[PASSAGE TO READ]
Jocasta Takes a Trip to Lake Tahoe
Michael
Jo at Lake Tahoe: after a nearly 5 hour drive Jo gets out to Lake Tahoe a little before midnight. Now, not having had the ability to pre-surveil this area via map before coming out here and only having the most general idea of where Price's house is, Jocasta has to do a little driving around to find a good surveillance spot, but she does: a few hundred yards down the road from Price's lakeside property. It's a good-sized house—the main part of the house looks to be an old lodge from the '20s or '30s, plus there's a recently-constructed-looking add-on: looks like three small (bed?)rooms as an annex. When Jo pulls up, she sees a domestic sedan in the carport and a dim light on in what Jo assumes is the main living room (as well as a light on at the front door). Training the binocs on the house before Pat's arrival, Jo has a good view into the living room and can see anyone approaching this lakeside road from either direction; most likely Pat will be driving in from the highway. And lo and behold, he does, at around 12:30 am. He parks the car next to the sedan in the carport, goes to the trunk to grab a single piece of luggage (a medium-sized briefcase), fishes his keys out of his pocket and goes in the front door of the lodge. At 12:40 or so, Jo sees movement on the back porch overlooking the lake: the silhouette looks like Pat, and Jo sees the red-orange glow of a cigarette. He smokes it down quickly and heads back into the house, shutting off the living room light but leaving the porch light on.
Leonard
Okay, so, this is more or less Jocasta's game plan:
1. If there's no activity for an hour or so -- that is, nobody milling around, nobody comes or goes, the house gives the appearance of one where any residents are asleep -- she'll catch two hours of sleep, making sure to lock the vehicle.
2. She'll prep her gear. She'll be in full black bag mode, with plain black clothes, boots, gloves, a ski mask, and hair tucked in, nothing identifiable showing. She'll have her pistol with a suppressor, a camera, a basic tool kit, some evidence collection gear and a bag, cuffs, her NSA ID, and a notebook and pen. She will pointedly not have any drugs on her, but will be wearing her ballistic jacket.

[INFORMATION PROVIDED]
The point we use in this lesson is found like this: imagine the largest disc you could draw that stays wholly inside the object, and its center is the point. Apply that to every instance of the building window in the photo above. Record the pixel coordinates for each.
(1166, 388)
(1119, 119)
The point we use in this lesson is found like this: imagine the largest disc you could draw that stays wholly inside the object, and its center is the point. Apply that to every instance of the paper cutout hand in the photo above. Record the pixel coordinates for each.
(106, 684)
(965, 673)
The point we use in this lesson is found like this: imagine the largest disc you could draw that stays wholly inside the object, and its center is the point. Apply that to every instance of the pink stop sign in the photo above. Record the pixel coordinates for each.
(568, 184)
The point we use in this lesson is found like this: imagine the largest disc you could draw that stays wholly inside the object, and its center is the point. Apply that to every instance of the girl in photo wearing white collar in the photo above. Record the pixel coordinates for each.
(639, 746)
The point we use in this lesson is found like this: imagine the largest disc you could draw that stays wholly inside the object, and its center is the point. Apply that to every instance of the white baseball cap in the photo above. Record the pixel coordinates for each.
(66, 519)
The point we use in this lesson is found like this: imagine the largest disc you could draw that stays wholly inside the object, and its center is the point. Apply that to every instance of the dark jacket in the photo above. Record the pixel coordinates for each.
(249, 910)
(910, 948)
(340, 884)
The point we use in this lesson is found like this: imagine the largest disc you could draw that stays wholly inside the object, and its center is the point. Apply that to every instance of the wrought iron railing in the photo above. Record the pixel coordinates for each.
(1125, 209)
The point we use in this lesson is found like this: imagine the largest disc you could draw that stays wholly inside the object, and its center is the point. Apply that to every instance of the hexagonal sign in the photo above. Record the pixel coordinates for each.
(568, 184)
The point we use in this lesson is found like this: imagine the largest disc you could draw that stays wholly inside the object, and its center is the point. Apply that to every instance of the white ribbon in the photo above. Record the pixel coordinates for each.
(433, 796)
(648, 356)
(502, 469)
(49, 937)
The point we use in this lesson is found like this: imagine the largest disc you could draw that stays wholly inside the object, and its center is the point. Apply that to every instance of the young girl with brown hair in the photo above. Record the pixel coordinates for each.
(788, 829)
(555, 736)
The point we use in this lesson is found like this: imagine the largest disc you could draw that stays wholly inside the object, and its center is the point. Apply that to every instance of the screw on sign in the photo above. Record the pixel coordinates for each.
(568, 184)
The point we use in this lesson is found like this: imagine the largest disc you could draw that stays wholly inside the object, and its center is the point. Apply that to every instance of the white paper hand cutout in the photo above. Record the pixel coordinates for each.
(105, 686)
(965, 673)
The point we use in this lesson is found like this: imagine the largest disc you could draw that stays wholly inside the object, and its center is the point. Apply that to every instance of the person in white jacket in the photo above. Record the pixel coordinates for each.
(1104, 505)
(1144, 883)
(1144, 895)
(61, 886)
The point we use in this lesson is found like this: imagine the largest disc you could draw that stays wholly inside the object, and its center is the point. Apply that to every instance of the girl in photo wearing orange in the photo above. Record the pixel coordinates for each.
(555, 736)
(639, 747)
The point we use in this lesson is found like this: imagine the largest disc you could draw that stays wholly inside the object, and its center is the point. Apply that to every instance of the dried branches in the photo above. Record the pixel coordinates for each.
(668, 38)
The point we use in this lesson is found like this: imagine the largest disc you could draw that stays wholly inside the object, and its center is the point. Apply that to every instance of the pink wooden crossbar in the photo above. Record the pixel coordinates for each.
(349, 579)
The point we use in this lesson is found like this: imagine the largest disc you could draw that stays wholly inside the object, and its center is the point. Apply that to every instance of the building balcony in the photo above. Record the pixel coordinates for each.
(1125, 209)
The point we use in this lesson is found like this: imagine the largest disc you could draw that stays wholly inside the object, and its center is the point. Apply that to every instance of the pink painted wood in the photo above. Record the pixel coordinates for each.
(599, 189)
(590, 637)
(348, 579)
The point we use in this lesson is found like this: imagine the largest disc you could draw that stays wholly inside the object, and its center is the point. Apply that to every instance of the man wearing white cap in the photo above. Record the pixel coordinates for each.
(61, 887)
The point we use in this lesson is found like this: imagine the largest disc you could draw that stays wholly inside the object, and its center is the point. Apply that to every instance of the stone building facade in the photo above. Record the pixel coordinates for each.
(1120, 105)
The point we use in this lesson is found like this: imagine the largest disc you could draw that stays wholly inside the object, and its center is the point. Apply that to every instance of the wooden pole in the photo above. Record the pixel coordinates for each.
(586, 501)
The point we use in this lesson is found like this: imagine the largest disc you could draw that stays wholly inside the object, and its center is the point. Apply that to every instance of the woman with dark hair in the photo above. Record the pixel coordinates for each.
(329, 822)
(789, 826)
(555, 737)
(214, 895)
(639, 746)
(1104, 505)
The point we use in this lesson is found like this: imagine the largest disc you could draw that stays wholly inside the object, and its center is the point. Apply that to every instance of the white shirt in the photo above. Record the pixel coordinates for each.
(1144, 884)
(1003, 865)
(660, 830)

[EXERCISE DIRECTIONS] Write the next part of the account of Jocasta's trip to Lake Tahoe, starting right after its last sentence.

[EXERCISE RESULT]
3. If Price somehow manages to slip away while she's sleeping, she'll head in immediately. If not, she'll wait until he gets up, gets ready, and heads off to do some fishing, and then head in (unless it looks like there's someone else there -- did any of her research turn up if he's married or has kids?). She'll do a quick vibe check and if she gets any feeling of immediate danger she'll bug out but if not she'll start to turn the place.
4. Being as careful as she can not to leave any physical evidence, she'll enter the house and search it. She'll especially look out for any hidden rooms, false fronts, anything that looks like he's concealing something, but she'll also look for anything hidden 'in plain sight'. She will jimmy or kick in doors if needed -- she's willing to let Price know that someone has been there if it can't be avoided -- but she doesn't want to leave prints or anything like that. If anything interesting shows up, she'll make notes and take pictures; if anything incriminating shows up, she'll consider filching it.
5. Once that's done, she will very quickly find something that it seems likely that Price has handled very recently -- a pillowcase, a coffee cup, something like that. But she will not read it there! She'll head back to the car, leave town immediately, and then somewhere on the way back, she'll pull off to some secluded natural area, take a low dose of psychedelics, and do a psychometric scan of it. Then she'll lock the doors again, try to sleep, and give the drugs time to wear off before driving back. At some point, she'll also check in with the phone service, seeing if anything happened with Roger and giving him the lowdown on whatever she found (and anything interesting from the psychometry read, if it turns up anything.)
Michael
All good. Masterful move. Will move both Jo and Rog along later today sometime.
1. Yes, nobody comes or goes, no lights go on inside, right up until about 2 am things in the house are quiet.
2. Equipping done at 4 am. (This is after only two hours of sleep; are you popping a modafinil?)
3. Price emerges from the house at around 5, as the dawn chorus of birds out here in the woods unfolds. He's wearing fly-fishing togs: boots, flannels, and a lure-festooned hat. None of Jo's research said anything about spouse or kids or other relationships; surely that stuff would've been in his Burbank PD personnel file. But obviously Jo will need to give me a fresh Observation-14 roll. (Jo won't start losing FPs from lack of sleep until 4 this afternoon because of the couple of hours she caught.)
Leonard
Jocasta will play the Modafinil by ear. I don't think she'll need it because she has 2 points of Less Sleep, so if she's able to crash after searching the house and leaving town, she shouldn't lose anything (and she can recover FP quicker due to Fit), but if she starts to fade, she'll take one.
Michael
Yeah, Less Sleep is pretty handy if you just manage to catch a couple of hours of z's. Not being penalized until 4 pm is pretty nice.
Leonard
Made the Observation roll by 3.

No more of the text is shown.